───── Document section ─────

We won the 1st quarter!!!


----------



## theanimal23 (Mar 2, 2005)

Wow Great Start. 

I'm not sure if that was a foul on Tyrus. It was definitely a block. I want to see more of this kid throughout the game. Keep being aggressive Kirk and Ben. We need the ball in your hands and drive n dish. Drive to the hoop BG7 and draw some fouls.

We're playing with more energy and we are rebounding. Gotta watch some plays that almost lead to turnovers but don't due to a kick ball, etc.


----------



## kulaz3000 (May 3, 2006)

chibul said:


> No kidding.
> 
> Who are these horrendous announcers? Is that actually Clark Kellogg? HORRIBLE.


I thought it was Mark Jackson?

I was wondering the same thing. Who are the announcers tonight?


----------



## theanimal23 (Mar 2, 2005)

ESPN has such bad camera angles


----------



## ChiBron (Jun 24, 2002)

Tyrus still can't finish a shot in the paint unless it's a dunk.


----------



## truebluefan (May 27, 2002)

TT misses a shot down low


----------



## theanimal23 (Mar 2, 2005)

kulaz3000 said:


> I thought it was Mark Jackson?
> 
> I was wondering the same thing. Who are the announcers tonight?


He's so bad, I love it.


----------



## ChiBron (Jun 24, 2002)

kulaz3000 said:


> I thought it was Mark Jackson?
> 
> I was wondering the same thing. Who are the announcers tonight?


Mike Breen and Mark Jackson.


----------



## truebluefan (May 27, 2002)

Thabo passes to brown, Sheed fouls PJ


----------



## truebluefan (May 27, 2002)

Wow deng bricks a long jumper


----------



## truebluefan (May 27, 2002)

Hamilton scores 20-20


----------



## truebluefan (May 27, 2002)

hinrich with the layup 22-20


----------



## kulaz3000 (May 3, 2006)

Loul has had a handful of open midrange jumpers he usually makes, his got to make those.


----------



## King Joseus (May 26, 2003)

Pistons don't look so invincible when they're not making all of those threes. Thabo with a nice behind the back move before he gets fouled there...


----------



## rosenthall (Aug 1, 2002)

Sefolosha showing the skillz on a behind the back drive to the basket.


----------



## truebluefan (May 27, 2002)

Hamilton fouls Thabo on the fast break. 
FTA no good
FTA no good


----------



## truebluefan (May 27, 2002)

Hunter travels.


----------



## ChiBron (Jun 24, 2002)

We DON'T look good....at all. Our offense still sucks and so does the crowd.


----------



## truebluefan (May 27, 2002)

Prince scores 22-22


----------



## rosenthall (Aug 1, 2002)

We've gotten good looks at the basket this quarter, but they're not falling. 

Come on guys, keep the confidence!


----------



## chibul (Oct 14, 2006)

SPMJ said:


> Mike Breen and Mark Jackson.

─────

▶ _Exercise requirements_
Answer these questions about the basketball forum thread:
(a) Which two announcers does ChiBron name?
(b) What score does truebluefan post with Hinrich's layup?
(c) Which network does theanimal23 say has bad camera angles?
This data is separate material with no connection to the thread.

───── Record extracts ─────

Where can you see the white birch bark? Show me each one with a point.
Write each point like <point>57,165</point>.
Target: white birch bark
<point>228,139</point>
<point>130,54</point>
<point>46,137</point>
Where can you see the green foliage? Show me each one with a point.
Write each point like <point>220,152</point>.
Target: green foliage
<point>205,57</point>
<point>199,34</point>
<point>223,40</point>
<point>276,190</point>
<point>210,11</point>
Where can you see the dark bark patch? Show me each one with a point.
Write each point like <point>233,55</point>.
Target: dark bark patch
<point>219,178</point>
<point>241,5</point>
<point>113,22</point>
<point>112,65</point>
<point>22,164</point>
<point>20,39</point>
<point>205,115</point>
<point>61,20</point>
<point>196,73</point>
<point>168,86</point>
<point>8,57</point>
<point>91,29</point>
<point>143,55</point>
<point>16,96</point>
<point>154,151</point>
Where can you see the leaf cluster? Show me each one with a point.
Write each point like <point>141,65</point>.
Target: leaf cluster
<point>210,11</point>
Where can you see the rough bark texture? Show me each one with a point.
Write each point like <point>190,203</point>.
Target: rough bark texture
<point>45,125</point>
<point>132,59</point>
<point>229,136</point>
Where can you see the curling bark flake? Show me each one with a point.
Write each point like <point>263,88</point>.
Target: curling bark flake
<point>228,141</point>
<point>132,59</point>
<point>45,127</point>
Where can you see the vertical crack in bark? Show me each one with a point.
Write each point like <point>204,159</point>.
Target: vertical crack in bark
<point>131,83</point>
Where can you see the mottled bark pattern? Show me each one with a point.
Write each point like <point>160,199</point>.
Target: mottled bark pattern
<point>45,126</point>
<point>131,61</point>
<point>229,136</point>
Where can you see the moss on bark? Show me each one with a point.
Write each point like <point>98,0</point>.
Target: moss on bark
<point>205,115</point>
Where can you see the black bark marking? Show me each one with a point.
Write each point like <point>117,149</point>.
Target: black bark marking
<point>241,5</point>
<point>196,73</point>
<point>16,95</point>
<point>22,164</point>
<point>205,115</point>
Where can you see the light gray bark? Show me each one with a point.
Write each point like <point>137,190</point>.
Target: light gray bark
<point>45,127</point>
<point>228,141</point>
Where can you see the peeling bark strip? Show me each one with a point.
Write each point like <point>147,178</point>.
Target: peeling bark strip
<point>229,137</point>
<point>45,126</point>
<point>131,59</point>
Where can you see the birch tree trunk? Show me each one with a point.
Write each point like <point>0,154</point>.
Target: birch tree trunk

─────

▶ _The solution_
(a) Mike Breen and Mark Jackson
(b) 22-20
(c) ESPN